◆ EXERCISE REQUIREMENTS: Copy the stretch from the line containing "If you could drop a marker on the nose" through the end of the items, reproducing each line without any change.

● ● ● ● ● ● ●

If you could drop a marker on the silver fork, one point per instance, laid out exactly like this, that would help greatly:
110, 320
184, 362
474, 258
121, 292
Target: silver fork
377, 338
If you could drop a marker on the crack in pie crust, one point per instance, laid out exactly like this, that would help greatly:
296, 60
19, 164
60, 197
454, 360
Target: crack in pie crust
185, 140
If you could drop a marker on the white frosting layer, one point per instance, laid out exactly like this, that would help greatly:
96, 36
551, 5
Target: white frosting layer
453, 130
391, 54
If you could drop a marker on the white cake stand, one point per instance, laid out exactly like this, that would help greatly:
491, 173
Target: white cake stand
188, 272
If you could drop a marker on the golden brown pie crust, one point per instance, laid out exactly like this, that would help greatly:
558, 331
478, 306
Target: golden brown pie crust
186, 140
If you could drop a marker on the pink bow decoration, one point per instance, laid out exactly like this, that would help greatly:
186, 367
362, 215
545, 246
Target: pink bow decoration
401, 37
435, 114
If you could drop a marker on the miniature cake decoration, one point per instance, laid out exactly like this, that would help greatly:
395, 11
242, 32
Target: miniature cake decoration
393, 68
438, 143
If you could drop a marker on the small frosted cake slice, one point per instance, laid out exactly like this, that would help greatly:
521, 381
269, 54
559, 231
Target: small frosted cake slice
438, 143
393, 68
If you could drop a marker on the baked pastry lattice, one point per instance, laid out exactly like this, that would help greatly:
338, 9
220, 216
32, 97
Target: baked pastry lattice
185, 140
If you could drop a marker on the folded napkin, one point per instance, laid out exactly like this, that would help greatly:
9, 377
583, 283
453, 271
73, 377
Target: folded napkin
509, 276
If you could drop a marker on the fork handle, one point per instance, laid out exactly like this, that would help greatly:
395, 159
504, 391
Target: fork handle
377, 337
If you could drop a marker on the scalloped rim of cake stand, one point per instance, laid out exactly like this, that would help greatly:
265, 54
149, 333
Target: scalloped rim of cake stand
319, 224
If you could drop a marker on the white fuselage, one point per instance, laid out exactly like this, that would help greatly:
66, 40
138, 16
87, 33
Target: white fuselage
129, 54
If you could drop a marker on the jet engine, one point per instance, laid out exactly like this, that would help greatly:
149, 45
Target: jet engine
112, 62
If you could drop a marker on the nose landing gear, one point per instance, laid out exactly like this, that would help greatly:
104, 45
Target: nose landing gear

● ● ● ● ● ● ●

◆ RESPONSE TO THE TASK:
If you could drop a marker on the nose landing gear, one point per instance, laid out exactly like this, that would help greatly:
104, 45
Target: nose landing gear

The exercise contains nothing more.